### Short task
Can you rewrite the rows below, changing each "drawing" to "illustration" and leaving everything else the same?

--- Material for the task ---

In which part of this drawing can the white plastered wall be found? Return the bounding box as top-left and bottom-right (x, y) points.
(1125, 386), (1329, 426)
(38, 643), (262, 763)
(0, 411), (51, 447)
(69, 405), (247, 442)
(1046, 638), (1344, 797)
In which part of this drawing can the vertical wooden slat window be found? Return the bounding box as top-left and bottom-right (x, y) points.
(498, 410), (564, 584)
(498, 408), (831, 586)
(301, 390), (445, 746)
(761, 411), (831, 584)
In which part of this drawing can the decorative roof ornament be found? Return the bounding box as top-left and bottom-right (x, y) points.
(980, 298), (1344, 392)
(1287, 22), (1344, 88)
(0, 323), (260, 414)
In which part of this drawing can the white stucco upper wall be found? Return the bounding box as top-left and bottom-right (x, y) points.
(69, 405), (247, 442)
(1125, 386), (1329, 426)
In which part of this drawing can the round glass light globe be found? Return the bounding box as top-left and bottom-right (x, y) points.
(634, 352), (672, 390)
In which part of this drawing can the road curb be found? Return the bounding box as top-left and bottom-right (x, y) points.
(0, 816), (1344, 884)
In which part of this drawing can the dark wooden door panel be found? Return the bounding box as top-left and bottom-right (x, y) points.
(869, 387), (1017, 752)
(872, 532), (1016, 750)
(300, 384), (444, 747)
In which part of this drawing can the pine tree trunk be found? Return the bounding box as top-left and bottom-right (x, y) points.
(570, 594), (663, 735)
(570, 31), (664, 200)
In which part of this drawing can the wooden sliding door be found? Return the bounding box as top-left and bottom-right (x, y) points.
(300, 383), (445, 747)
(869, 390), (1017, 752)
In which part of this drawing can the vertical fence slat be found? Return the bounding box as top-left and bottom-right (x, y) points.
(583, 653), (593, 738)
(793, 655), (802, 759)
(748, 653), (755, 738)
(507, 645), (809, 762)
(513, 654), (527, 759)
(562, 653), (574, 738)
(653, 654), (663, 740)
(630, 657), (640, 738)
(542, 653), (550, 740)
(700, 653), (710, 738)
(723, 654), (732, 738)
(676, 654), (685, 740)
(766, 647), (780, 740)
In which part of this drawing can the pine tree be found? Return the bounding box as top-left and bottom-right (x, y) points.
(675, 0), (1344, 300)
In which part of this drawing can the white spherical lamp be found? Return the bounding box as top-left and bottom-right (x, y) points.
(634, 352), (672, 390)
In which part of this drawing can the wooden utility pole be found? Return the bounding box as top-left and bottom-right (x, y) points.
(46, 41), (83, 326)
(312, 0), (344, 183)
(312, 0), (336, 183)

---

### Output for this exercise
In which part of this illustration can the white plastered wall be found? Return the bounding box as top-left and bottom-right (x, y) points.
(1125, 386), (1329, 426)
(38, 643), (262, 763)
(0, 411), (51, 447)
(69, 405), (247, 442)
(1046, 638), (1344, 797)
In which part of this illustration can the vertical wooden slat window be found? Return the bounding box as top-left and bottom-right (x, y) points.
(498, 410), (564, 584)
(498, 408), (831, 586)
(301, 390), (445, 746)
(761, 411), (831, 584)
In which part of this illustration can the decorative roof ornament be found? Return the bounding box as top-left and bottom-right (x, y) points.
(980, 298), (1344, 392)
(1287, 22), (1344, 88)
(0, 323), (260, 414)
In which part of this illustration can the white stucco upper wall be found? Return the bounding box as top-left and bottom-right (x, y) points.
(69, 405), (247, 442)
(1125, 386), (1329, 426)
In which part of this illustration can the round glass light globe be found? Return the bounding box as top-left and bottom-right (x, y) points.
(634, 352), (672, 390)
In which part of this illustration can the road curb be found? Return the bounding box as top-left and bottom-right (x, y) points.
(0, 816), (1344, 884)
In which part of this illustration can the dark wooden door panel be found? Return the bounding box as top-left and bottom-right (x, y) points.
(869, 387), (1017, 752)
(872, 532), (1016, 750)
(300, 384), (444, 747)
In which part of this illustration can the pine tree trunk be found? Return the bounding box as top-left and bottom-right (x, y) points.
(570, 594), (663, 735)
(570, 31), (664, 200)
In which part of this illustration can the wooden sliding door be found? Return the bounding box as top-left and bottom-right (x, y) points.
(300, 383), (445, 747)
(869, 390), (1017, 752)
In which part of this illustration can the vertical fence slat be found? Return the bounding box as top-left and bottom-right (x, y) points.
(583, 653), (593, 738)
(793, 655), (802, 759)
(748, 653), (755, 738)
(507, 645), (809, 762)
(513, 654), (527, 759)
(562, 653), (574, 738)
(653, 654), (663, 740)
(630, 657), (640, 738)
(542, 653), (550, 740)
(700, 653), (710, 738)
(723, 654), (732, 738)
(676, 654), (685, 740)
(766, 647), (780, 740)
In which part of this illustration can the pine tree be found? Return the bounding box as top-left and bottom-right (x, y) points.
(675, 0), (1344, 300)
In which part of this illustration can the white spherical lamp be found? Return the bounding box as top-left and bottom-right (x, y) points.
(634, 352), (672, 390)
In which part of this illustration can the wooden utility pole be found? Return the bounding box as top-left and bottom-right (x, y) points.
(46, 41), (83, 326)
(312, 0), (344, 183)
(312, 0), (336, 183)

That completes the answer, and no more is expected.